### Aim
Convert the listing below into a two-column CSV with the header columns request and response. Each request gets one row, with its full text in the first field and its answer in the second. Quote every field and turn line breaks into spaces.

* BEGIN Data for processing *

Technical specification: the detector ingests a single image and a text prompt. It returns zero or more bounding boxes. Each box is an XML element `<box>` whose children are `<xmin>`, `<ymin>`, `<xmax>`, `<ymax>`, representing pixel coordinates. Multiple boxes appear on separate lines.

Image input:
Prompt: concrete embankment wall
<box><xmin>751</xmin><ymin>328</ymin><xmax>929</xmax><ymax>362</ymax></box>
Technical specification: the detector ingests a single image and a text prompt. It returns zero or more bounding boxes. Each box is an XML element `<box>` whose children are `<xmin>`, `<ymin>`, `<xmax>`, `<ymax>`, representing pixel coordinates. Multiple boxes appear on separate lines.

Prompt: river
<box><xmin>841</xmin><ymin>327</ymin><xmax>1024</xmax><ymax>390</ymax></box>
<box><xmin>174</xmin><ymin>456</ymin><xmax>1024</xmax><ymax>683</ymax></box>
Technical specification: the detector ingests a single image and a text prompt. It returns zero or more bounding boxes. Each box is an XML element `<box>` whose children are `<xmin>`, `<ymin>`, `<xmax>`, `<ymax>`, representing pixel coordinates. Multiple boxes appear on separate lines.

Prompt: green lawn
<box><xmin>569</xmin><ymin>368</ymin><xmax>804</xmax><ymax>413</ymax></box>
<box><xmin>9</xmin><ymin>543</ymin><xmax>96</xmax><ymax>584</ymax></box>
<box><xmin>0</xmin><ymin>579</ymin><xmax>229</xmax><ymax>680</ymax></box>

* END Data for processing *

### Answer to this problem
request,response
"Technical specification: the detector ingests a single image and a text prompt. It returns zero or more bounding boxes. Each box is an XML element `<box>` whose children are `<xmin>`, `<ymin>`, `<xmax>`, `<ymax>`, representing pixel coordinates. Multiple boxes appear on separate lines. Image input: Prompt: concrete embankment wall","<box><xmin>751</xmin><ymin>328</ymin><xmax>929</xmax><ymax>362</ymax></box>"
"Technical specification: the detector ingests a single image and a text prompt. It returns zero or more bounding boxes. Each box is an XML element `<box>` whose children are `<xmin>`, `<ymin>`, `<xmax>`, `<ymax>`, representing pixel coordinates. Multiple boxes appear on separate lines. Prompt: river","<box><xmin>841</xmin><ymin>327</ymin><xmax>1024</xmax><ymax>390</ymax></box> <box><xmin>174</xmin><ymin>456</ymin><xmax>1024</xmax><ymax>683</ymax></box>"
"Technical specification: the detector ingests a single image and a text prompt. It returns zero or more bounding boxes. Each box is an XML element `<box>` whose children are `<xmin>`, `<ymin>`, `<xmax>`, `<ymax>`, representing pixel coordinates. Multiple boxes appear on separate lines. Prompt: green lawn","<box><xmin>569</xmin><ymin>368</ymin><xmax>804</xmax><ymax>413</ymax></box> <box><xmin>9</xmin><ymin>543</ymin><xmax>96</xmax><ymax>584</ymax></box> <box><xmin>0</xmin><ymin>579</ymin><xmax>229</xmax><ymax>680</ymax></box>"